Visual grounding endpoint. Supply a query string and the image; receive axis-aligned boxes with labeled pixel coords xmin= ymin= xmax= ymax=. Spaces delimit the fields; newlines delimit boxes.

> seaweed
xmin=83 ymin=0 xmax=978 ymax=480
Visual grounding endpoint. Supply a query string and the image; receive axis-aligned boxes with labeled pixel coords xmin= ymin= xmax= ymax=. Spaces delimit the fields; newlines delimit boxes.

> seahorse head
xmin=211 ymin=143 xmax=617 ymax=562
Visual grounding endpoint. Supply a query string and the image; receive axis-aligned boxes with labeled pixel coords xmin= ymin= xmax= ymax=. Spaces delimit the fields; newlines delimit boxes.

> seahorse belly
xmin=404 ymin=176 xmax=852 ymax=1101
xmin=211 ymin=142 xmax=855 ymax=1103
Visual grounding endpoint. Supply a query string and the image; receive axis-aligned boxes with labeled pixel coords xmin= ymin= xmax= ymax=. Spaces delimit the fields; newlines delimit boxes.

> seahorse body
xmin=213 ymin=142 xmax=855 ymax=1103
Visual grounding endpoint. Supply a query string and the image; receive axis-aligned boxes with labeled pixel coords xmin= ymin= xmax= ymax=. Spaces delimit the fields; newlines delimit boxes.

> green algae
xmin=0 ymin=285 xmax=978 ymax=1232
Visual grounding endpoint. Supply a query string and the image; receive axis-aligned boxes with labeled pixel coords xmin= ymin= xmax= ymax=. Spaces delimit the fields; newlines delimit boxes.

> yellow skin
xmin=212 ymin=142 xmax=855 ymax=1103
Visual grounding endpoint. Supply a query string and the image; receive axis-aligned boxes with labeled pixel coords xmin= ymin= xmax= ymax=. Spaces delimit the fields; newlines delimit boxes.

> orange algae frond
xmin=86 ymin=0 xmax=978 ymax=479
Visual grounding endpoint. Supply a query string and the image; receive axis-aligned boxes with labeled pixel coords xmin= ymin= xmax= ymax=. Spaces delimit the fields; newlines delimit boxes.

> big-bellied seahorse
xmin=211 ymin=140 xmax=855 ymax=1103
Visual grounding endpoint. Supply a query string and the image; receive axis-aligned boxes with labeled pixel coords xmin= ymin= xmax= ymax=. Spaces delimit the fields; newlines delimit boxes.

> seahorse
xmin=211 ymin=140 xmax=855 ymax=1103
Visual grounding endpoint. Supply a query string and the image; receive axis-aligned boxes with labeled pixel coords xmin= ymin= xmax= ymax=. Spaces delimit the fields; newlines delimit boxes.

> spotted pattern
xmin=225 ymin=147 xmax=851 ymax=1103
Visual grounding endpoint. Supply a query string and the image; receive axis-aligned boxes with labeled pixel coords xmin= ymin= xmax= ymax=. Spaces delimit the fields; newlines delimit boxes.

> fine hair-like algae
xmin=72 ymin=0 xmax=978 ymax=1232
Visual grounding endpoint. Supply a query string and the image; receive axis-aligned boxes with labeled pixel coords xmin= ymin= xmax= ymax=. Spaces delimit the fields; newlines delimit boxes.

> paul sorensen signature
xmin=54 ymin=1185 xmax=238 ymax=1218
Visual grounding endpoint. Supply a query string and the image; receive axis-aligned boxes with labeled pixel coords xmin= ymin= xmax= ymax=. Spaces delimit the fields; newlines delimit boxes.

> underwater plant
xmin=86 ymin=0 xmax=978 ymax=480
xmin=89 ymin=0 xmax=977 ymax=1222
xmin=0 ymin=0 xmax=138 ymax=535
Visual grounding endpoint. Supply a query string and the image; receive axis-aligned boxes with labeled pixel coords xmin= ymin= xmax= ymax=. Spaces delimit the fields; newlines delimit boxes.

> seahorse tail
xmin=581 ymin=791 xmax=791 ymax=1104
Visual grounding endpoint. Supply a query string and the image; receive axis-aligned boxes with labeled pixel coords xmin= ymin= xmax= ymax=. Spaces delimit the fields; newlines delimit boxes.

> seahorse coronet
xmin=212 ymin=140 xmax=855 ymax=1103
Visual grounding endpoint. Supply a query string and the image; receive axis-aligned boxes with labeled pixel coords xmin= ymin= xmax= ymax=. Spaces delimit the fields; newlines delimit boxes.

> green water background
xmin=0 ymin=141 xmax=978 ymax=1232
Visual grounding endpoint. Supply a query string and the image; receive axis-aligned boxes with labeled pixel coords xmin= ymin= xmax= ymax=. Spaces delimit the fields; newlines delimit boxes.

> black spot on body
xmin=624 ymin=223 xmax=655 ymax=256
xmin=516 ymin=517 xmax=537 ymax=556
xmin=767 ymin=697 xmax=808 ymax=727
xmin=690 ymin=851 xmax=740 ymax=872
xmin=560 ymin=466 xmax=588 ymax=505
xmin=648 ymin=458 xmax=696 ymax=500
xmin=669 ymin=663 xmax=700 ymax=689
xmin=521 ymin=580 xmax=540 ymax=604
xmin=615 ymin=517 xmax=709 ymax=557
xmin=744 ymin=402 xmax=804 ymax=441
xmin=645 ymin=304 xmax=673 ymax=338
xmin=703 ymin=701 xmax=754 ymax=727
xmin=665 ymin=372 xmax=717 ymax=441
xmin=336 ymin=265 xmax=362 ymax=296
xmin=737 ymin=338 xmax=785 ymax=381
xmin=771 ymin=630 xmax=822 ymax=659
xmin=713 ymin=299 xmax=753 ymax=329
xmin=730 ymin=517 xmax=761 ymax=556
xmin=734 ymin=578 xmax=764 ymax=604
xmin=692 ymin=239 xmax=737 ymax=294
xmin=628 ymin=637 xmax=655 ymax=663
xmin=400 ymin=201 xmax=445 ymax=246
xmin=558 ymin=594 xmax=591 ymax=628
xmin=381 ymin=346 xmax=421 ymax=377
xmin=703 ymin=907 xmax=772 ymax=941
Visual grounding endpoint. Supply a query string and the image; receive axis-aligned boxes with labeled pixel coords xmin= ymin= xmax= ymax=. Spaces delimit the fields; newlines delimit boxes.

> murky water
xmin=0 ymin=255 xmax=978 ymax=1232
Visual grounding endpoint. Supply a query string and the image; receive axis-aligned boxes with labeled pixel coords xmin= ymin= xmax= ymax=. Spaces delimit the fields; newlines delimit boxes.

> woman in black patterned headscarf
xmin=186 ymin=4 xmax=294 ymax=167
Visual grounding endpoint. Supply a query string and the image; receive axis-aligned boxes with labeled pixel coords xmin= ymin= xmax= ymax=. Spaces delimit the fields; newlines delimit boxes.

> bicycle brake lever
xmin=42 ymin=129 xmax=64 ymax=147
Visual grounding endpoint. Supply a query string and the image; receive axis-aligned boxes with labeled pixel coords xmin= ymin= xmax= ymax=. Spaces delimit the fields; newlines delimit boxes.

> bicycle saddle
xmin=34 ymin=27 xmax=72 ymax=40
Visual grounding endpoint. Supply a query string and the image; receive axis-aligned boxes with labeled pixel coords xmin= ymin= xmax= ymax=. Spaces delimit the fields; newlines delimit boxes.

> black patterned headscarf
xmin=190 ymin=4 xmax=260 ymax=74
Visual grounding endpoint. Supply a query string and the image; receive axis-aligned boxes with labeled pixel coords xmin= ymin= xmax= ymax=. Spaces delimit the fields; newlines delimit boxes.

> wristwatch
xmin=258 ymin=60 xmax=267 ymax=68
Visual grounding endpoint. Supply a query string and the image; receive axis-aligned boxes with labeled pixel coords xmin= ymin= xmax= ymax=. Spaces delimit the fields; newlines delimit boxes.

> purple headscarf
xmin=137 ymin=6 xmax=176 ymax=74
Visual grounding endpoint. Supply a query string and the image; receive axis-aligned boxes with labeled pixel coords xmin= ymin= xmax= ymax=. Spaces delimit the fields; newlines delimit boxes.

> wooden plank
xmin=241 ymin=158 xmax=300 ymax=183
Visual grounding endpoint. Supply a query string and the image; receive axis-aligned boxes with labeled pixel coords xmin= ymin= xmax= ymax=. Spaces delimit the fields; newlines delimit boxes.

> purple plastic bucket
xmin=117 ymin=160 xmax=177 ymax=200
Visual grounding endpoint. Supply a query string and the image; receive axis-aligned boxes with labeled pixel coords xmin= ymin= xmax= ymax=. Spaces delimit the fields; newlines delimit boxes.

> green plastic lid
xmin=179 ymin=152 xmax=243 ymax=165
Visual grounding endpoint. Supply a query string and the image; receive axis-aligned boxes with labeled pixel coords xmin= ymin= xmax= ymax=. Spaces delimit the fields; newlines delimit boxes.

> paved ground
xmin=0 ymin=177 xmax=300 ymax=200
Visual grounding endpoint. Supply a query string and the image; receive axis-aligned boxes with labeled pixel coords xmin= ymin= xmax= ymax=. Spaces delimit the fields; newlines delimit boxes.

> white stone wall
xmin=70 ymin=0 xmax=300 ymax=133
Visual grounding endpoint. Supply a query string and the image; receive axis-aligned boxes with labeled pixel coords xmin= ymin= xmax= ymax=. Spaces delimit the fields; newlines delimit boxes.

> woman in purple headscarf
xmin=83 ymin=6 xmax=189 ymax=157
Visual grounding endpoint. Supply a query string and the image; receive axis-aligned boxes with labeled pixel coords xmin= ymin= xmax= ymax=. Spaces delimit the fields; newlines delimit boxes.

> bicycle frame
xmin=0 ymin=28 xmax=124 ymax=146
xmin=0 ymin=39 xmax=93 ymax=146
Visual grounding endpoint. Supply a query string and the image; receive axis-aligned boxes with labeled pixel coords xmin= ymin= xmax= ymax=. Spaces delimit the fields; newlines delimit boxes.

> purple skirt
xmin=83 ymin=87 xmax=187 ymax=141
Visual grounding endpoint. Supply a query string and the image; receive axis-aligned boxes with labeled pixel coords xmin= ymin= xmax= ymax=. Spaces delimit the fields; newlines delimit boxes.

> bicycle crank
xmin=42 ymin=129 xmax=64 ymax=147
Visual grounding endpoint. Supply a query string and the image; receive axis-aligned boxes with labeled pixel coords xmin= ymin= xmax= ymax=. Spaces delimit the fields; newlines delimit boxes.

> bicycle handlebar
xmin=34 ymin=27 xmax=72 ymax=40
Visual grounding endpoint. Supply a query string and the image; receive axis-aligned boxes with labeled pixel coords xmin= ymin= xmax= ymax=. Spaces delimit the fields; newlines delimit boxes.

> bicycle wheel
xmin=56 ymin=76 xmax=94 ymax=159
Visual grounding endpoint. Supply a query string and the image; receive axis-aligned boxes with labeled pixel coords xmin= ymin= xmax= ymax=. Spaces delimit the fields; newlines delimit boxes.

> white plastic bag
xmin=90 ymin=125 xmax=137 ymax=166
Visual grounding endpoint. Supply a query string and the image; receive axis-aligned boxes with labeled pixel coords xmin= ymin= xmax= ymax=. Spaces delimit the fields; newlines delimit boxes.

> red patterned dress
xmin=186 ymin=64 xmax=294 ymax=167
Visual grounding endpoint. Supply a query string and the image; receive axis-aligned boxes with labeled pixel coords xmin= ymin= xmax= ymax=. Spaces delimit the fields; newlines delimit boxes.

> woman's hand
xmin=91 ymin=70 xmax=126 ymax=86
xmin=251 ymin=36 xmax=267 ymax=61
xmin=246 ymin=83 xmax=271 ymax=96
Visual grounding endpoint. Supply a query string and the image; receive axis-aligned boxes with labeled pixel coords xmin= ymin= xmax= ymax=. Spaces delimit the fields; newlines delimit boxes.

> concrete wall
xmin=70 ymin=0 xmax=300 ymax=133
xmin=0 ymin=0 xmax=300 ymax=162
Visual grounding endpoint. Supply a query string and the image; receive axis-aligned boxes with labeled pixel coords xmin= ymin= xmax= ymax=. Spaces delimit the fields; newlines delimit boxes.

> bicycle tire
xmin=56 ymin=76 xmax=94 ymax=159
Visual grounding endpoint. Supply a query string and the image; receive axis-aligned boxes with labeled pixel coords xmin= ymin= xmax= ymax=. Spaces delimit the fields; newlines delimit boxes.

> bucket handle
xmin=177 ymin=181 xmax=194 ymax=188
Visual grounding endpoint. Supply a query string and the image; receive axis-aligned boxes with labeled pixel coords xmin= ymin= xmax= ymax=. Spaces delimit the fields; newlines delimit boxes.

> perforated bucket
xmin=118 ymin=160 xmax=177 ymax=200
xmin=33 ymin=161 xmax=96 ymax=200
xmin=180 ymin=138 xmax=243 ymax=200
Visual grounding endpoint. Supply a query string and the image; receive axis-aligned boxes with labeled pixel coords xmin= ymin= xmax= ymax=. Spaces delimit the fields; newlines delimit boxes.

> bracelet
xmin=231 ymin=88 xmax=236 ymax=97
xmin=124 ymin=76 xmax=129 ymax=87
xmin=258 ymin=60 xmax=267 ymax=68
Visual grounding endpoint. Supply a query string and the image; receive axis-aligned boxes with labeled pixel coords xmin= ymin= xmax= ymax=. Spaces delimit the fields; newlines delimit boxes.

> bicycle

- CHALLENGE
Beginning with the first of the lines above and ending with the one that contains "xmin=211 ymin=143 xmax=617 ymax=562", turn them into a numbered list with the blank lines dropped.

- CORRECT RESPONSE
1. Visual grounding endpoint. Supply a query string and the image; receive axis-aligned boxes with labeled pixel coords xmin= ymin= xmax= ymax=. Spaces delimit the fields; newlines delimit boxes.
2. > seaweed
3. xmin=83 ymin=0 xmax=978 ymax=480
4. Visual grounding endpoint. Supply a query string and the image; receive axis-aligned boxes with labeled pixel coords xmin= ymin= xmax= ymax=. Spaces delimit the fields; newlines delimit boxes.
5. > seahorse head
6. xmin=211 ymin=143 xmax=617 ymax=562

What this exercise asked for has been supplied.